▸ Request
Take the line that has "Please trace the outline of every instance of the picture" in it and every line after it to the end of the entries, and reproduce them exactly.
◆ ◆ ◆ ◆ ◆ ◆ ◆
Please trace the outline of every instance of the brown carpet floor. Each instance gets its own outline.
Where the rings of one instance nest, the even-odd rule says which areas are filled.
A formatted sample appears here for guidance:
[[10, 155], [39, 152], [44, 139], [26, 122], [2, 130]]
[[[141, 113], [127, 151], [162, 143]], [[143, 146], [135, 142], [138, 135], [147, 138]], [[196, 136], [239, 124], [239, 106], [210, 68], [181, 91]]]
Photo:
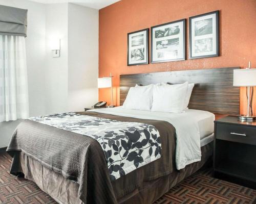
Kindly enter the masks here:
[[[7, 154], [0, 155], [0, 203], [56, 203], [34, 183], [10, 175], [11, 161]], [[167, 203], [256, 204], [256, 190], [214, 178], [210, 169], [206, 169], [185, 179], [155, 203]]]

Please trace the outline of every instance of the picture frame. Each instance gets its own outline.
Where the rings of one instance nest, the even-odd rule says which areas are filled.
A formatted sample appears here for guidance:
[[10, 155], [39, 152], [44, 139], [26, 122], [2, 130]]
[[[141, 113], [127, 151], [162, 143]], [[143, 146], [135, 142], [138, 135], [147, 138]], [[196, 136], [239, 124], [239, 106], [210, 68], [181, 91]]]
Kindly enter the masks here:
[[186, 19], [151, 27], [152, 63], [186, 60]]
[[219, 56], [219, 13], [189, 17], [189, 59]]
[[127, 65], [148, 64], [148, 29], [127, 34]]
◆ ◆ ◆ ◆ ◆ ◆ ◆
▸ Answer for this exercise
Please trace the outline of every instance of the picture frame. Each instance gets its own outline.
Where the rings of one instance nest, the even-odd rule says which areas are filled.
A formatted sample appears here for guidance:
[[10, 155], [39, 152], [44, 139], [26, 122], [2, 130]]
[[[141, 113], [127, 151], [162, 143]], [[143, 146], [135, 142], [138, 135], [147, 138]], [[196, 136], [239, 124], [239, 106], [210, 68], [181, 91]]]
Kindly enter the masks here:
[[186, 19], [151, 27], [152, 63], [186, 60]]
[[219, 56], [219, 13], [189, 17], [189, 59]]
[[127, 65], [148, 64], [148, 29], [127, 34]]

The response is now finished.